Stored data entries
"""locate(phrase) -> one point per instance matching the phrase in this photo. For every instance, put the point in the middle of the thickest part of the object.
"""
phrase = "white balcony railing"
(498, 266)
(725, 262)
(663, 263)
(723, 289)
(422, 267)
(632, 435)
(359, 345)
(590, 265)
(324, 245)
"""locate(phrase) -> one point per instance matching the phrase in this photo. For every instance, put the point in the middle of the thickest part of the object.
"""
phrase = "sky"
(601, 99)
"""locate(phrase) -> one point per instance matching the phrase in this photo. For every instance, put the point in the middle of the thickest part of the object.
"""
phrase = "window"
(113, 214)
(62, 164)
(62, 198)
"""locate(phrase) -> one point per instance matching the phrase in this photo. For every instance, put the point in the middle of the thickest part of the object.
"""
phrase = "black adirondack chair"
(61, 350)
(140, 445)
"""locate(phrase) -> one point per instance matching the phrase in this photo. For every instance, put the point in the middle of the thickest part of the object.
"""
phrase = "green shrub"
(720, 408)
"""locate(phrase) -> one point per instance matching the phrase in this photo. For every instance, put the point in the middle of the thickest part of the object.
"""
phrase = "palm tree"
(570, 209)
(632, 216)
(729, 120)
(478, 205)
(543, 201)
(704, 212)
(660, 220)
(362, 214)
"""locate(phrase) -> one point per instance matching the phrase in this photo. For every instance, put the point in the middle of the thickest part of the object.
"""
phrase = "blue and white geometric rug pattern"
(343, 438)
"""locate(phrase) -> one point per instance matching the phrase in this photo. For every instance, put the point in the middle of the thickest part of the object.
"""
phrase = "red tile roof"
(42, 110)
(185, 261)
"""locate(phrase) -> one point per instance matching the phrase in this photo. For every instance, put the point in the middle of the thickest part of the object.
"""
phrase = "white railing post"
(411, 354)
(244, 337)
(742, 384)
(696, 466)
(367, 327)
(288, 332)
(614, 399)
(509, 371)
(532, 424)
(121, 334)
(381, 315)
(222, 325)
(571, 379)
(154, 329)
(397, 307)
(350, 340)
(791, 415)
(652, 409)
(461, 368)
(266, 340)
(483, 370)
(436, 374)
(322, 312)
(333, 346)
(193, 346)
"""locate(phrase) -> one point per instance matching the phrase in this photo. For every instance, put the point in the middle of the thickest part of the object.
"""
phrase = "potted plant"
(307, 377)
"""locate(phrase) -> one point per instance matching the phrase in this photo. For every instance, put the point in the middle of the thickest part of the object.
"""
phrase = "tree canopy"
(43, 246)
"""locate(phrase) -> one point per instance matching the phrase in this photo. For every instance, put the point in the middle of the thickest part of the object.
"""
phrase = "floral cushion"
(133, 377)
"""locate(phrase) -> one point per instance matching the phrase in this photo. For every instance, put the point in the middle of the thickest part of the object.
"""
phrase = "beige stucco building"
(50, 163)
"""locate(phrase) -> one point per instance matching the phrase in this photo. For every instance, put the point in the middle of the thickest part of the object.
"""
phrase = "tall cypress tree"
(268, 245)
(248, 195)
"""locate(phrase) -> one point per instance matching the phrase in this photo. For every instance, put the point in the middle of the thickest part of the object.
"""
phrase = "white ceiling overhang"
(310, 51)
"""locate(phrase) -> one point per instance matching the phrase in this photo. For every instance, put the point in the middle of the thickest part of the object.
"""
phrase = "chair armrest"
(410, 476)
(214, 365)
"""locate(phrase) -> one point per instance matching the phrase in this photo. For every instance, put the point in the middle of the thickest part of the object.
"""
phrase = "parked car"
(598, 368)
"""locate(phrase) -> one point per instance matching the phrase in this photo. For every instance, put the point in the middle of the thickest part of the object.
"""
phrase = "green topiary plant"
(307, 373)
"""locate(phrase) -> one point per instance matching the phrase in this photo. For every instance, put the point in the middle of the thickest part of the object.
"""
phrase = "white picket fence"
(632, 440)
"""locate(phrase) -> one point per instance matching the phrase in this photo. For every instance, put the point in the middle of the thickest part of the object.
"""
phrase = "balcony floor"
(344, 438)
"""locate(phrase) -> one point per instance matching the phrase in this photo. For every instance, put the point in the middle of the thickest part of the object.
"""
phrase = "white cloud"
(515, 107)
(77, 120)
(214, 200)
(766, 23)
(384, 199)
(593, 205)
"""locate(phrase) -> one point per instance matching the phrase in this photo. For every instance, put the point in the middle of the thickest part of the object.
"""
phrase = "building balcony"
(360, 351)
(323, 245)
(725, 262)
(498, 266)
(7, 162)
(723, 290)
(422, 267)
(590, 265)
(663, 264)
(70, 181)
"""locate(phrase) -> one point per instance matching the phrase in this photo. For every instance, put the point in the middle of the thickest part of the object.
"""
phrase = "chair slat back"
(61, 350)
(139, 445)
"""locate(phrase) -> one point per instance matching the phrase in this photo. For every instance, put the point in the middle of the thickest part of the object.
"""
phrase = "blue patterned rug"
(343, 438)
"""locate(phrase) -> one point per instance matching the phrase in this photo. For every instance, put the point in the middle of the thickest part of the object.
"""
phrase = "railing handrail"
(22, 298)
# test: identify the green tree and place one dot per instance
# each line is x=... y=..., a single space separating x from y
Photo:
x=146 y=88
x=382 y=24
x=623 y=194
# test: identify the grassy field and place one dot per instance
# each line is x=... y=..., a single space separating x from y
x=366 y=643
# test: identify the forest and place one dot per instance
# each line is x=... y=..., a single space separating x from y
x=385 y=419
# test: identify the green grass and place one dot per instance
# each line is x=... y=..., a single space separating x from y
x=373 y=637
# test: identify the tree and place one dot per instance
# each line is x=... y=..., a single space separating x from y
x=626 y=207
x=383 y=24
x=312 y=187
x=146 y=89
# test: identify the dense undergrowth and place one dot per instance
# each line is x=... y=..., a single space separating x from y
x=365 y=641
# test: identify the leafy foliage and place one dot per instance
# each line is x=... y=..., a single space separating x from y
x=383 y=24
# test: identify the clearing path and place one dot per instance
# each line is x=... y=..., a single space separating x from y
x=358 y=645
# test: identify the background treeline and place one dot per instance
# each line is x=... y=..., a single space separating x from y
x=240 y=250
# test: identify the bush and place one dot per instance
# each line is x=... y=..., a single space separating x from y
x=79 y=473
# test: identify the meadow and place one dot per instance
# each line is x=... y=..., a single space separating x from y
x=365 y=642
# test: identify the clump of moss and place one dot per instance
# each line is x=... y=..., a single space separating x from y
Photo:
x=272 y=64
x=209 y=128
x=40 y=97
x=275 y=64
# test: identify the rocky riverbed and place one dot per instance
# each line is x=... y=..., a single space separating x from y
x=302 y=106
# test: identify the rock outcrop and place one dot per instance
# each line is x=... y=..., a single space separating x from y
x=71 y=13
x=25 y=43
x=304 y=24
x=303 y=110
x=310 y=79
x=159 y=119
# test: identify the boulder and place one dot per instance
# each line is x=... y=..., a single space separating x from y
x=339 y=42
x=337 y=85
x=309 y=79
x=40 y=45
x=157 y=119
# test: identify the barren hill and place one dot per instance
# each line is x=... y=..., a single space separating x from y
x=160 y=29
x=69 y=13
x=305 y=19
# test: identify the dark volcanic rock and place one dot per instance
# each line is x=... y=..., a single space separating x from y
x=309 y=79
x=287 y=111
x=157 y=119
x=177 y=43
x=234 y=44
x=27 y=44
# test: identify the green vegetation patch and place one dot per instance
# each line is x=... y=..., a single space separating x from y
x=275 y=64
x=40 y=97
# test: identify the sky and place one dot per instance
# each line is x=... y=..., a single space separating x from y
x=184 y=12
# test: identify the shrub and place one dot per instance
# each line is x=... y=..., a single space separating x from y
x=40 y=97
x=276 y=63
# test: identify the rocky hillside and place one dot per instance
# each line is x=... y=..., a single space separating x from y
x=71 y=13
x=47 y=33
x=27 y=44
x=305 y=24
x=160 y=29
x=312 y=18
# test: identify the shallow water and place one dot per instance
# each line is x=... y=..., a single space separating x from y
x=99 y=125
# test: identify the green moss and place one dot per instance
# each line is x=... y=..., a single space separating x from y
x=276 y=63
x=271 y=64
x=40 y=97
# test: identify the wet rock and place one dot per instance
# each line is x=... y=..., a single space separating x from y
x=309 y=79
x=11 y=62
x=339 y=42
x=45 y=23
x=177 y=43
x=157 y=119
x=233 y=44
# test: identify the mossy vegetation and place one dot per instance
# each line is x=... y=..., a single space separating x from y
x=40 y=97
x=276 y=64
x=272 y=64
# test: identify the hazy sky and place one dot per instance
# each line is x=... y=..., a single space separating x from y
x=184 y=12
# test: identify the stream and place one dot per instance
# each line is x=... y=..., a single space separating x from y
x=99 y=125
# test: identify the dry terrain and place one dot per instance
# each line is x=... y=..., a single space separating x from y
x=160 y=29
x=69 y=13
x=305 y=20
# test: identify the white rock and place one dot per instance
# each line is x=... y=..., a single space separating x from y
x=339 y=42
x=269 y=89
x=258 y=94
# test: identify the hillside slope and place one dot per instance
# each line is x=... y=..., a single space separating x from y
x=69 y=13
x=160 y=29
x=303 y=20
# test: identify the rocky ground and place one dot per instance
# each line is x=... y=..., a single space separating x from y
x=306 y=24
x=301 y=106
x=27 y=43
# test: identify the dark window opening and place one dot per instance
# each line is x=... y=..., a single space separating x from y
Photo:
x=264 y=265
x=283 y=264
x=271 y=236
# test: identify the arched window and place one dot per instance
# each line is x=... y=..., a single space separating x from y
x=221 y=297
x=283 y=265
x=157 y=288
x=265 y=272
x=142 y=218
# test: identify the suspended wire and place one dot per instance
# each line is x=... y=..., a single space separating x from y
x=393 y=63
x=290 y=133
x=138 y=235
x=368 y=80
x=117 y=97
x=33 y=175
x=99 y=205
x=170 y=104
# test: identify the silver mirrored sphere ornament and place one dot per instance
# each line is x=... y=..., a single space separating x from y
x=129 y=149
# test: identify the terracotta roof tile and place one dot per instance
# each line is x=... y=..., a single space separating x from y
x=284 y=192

### PROBLEM TO SOLVE
Go through the records and gather the lines that hold "dark".

### OUTPUT FOR THIS TASK
# test: identify the dark volcanic rock and place one dot per instance
# test: identify the dark window opening and place one dot per instance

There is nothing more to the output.